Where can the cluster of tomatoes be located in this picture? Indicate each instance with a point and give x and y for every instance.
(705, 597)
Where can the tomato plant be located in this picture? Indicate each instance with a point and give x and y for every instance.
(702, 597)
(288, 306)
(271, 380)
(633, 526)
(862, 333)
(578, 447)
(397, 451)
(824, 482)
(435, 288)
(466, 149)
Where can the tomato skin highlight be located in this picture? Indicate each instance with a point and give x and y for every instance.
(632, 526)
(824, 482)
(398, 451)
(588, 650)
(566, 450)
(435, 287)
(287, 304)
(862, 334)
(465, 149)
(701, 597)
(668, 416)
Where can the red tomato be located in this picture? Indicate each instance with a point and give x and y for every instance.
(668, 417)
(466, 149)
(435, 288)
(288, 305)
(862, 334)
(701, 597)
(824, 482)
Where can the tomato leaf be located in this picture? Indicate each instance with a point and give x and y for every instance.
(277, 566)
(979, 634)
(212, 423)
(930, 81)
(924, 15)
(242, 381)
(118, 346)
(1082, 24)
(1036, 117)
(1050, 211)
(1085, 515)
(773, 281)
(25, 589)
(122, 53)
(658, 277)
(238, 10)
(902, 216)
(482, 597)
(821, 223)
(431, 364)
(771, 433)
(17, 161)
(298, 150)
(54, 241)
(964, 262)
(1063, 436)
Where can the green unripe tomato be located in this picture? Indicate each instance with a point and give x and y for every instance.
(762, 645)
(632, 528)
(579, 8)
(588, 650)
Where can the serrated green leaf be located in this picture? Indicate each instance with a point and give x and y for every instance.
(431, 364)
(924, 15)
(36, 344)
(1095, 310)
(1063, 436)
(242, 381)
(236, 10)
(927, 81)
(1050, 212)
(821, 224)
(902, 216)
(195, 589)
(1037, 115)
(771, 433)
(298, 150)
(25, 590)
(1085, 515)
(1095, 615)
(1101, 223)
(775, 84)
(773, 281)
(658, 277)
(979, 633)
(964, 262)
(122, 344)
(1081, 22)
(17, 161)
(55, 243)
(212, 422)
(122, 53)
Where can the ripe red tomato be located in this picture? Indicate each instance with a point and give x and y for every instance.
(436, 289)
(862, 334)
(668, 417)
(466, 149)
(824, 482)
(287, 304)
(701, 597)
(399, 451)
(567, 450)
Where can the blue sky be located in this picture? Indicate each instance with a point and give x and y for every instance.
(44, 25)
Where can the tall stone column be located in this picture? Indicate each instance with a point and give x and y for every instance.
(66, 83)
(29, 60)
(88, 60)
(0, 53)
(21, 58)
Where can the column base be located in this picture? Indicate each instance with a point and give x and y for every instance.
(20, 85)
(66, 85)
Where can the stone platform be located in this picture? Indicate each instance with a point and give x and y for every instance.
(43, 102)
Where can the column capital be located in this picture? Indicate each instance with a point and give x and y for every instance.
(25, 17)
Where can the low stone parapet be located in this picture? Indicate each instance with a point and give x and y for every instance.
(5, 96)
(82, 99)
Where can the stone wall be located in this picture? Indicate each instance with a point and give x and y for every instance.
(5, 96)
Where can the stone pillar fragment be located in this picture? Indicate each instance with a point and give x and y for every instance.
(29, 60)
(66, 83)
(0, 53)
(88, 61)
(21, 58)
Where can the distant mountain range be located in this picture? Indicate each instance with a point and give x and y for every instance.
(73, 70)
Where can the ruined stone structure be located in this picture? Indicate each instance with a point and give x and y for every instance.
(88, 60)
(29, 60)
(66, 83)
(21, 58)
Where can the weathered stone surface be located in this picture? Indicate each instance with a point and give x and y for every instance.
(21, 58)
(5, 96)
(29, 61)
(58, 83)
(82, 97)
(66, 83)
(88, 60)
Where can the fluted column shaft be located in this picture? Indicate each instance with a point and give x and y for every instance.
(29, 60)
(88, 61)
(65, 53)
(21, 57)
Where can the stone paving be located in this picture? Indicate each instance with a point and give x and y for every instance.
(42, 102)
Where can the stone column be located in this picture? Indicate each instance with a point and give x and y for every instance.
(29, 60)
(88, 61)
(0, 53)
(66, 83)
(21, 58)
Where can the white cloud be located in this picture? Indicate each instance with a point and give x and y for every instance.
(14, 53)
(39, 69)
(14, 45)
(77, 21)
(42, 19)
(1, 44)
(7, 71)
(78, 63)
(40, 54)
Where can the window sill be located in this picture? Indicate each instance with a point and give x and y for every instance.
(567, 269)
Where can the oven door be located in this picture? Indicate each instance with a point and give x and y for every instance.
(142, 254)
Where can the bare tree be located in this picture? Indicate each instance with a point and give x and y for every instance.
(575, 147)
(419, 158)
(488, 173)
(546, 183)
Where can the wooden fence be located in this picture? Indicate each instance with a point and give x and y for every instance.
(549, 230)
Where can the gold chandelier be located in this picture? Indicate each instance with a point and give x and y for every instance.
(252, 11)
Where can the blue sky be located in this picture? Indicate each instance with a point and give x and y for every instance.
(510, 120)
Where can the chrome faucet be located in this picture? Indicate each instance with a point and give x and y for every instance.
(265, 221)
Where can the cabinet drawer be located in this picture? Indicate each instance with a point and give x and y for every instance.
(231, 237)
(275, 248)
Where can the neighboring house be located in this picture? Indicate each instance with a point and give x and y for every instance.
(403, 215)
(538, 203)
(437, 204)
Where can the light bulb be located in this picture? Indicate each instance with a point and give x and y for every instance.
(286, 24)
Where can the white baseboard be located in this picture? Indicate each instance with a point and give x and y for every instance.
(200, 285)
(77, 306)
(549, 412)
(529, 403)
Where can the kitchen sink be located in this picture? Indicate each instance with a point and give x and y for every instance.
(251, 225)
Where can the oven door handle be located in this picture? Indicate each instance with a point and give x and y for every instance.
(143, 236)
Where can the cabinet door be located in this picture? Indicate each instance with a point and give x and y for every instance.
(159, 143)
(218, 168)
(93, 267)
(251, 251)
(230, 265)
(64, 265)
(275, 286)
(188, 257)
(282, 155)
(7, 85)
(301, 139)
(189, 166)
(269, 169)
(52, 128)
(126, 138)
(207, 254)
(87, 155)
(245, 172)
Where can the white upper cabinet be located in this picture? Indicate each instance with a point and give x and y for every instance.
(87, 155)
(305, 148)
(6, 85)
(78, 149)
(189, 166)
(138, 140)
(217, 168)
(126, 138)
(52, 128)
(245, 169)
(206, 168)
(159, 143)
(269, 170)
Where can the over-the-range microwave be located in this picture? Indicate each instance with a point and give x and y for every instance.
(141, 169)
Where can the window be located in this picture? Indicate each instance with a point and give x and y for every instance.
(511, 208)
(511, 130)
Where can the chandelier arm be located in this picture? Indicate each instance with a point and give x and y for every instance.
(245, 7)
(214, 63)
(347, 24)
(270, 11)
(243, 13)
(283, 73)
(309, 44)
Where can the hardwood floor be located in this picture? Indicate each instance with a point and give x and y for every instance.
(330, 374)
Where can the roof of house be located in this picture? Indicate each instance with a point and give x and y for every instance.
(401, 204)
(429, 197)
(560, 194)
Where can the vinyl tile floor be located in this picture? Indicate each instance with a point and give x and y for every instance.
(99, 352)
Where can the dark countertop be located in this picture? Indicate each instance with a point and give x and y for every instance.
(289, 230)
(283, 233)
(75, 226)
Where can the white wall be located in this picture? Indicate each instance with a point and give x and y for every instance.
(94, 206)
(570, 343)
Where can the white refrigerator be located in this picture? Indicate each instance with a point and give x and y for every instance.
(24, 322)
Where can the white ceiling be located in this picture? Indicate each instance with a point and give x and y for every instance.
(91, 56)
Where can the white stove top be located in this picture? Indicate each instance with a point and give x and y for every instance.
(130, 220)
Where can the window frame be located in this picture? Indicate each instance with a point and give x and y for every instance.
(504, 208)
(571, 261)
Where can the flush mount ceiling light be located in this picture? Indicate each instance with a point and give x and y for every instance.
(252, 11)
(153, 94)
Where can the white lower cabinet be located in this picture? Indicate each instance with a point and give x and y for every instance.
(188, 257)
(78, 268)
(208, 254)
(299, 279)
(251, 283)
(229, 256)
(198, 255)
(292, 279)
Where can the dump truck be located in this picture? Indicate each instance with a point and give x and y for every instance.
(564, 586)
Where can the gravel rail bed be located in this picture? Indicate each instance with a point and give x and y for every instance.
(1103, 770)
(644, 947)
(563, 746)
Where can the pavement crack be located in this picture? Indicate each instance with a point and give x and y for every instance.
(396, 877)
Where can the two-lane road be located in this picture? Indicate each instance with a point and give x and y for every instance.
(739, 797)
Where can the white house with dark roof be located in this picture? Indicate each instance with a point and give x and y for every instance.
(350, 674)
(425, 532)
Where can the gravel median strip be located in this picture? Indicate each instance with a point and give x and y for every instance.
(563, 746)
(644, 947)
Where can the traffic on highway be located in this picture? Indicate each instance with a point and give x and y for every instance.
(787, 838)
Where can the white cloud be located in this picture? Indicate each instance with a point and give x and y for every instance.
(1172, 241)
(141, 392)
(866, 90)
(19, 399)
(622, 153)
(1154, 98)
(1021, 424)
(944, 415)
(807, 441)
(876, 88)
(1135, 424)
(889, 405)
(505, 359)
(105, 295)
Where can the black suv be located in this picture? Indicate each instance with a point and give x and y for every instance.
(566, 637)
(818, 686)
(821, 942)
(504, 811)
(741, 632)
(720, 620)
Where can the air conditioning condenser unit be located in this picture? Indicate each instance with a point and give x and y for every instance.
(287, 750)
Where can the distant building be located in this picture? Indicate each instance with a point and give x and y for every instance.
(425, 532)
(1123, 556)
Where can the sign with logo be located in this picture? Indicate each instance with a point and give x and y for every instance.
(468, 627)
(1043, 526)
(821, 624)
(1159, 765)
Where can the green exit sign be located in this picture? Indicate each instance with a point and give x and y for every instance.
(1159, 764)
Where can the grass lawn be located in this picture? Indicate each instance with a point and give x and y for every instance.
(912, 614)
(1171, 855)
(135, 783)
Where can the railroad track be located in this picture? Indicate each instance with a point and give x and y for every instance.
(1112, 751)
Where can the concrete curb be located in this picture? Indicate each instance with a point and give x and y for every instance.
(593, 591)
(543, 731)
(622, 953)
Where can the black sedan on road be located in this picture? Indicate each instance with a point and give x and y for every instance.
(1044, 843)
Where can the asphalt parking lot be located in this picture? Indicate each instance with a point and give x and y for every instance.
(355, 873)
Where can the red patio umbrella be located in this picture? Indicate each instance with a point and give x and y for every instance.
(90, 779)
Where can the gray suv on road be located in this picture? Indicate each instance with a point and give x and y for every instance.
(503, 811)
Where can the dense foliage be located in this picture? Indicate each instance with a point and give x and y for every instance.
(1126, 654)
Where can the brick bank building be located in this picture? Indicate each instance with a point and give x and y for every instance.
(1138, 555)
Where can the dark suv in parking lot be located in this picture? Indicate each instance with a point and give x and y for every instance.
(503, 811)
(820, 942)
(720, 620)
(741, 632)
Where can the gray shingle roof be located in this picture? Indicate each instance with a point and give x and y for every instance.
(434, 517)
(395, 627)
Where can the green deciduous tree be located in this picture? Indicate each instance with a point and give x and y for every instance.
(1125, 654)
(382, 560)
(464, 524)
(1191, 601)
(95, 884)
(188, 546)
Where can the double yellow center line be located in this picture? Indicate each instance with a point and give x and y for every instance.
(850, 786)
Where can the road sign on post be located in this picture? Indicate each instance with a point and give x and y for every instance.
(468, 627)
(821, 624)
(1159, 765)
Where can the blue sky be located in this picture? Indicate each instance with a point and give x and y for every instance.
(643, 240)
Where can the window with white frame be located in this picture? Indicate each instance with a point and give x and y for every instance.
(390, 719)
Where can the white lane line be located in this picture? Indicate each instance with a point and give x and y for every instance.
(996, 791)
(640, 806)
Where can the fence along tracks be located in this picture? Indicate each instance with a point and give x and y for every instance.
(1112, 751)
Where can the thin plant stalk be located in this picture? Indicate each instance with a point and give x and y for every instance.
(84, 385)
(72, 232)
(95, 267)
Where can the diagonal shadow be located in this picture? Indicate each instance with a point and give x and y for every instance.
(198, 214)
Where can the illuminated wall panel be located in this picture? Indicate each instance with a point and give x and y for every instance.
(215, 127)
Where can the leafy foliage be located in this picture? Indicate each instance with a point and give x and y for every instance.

============

● **What you have to do**:
Extract every line from the one with "Where can the double" down to the final line above, both included, exactly as written.

● **Response below**:
Where can the double yellow center line be located in this picture? Indicate each instance with a point and give x and y for every instance.
(850, 786)
Where can the road sign on post be located in this picture? Indicate each instance with a point and give x and y for every instance.
(468, 627)
(821, 624)
(1159, 765)
Where can the blue sky be located in this picture? Indicate each instance with a point and give x and y for every instance.
(643, 240)
Where can the window with white frame be located in this picture? Indicate each instance with a point and give x and y for every instance.
(390, 719)
Where can the white lane line be located in this picture? Indicate each instance with a point and give x and y for every instance.
(996, 791)
(640, 806)
Where can the fence along tracks be located in this picture? Indicate each instance with a point and give x and y for every instance.
(1112, 751)
Where can the thin plant stalk be located in this picture? Indicate each instance with a point and give x and y for every instance.
(84, 385)
(72, 232)
(95, 267)
Where can the diagonal shadow be located in this picture? Indicate each instance with a point and give x and y for every instance.
(198, 214)
Where can the illuminated wall panel be located in this picture? Indicate each instance with a point and give x and y for every instance.
(215, 127)
Where can the leafy foliage be located in this picture? Indicate each instance with a point and give x and y for every instance.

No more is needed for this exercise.